• Region annotation entries
------------------------------------------------

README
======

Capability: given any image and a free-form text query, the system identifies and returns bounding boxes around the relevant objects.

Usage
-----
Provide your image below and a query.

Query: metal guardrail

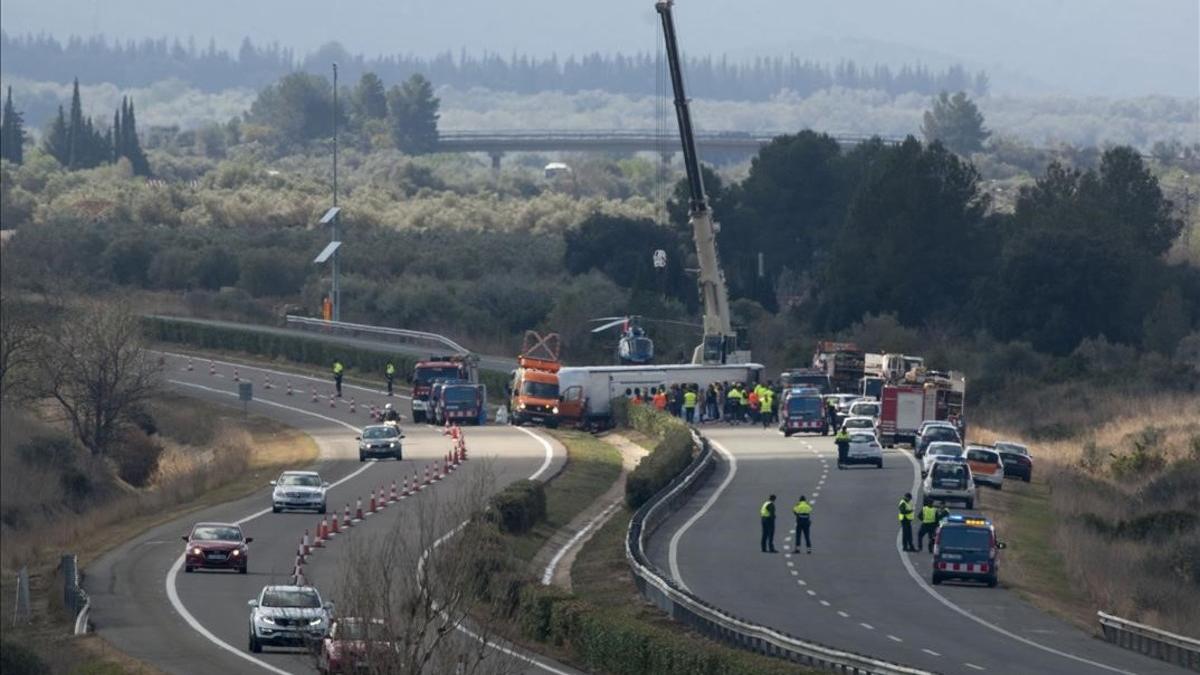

------------------------------------------------

Pick out every line above that contains the word "image" and copy each of them.

Capability: given any image and a free-form text query, the system identifies and returns bounding boxes around the relevant objects.
Provide your image below and a query.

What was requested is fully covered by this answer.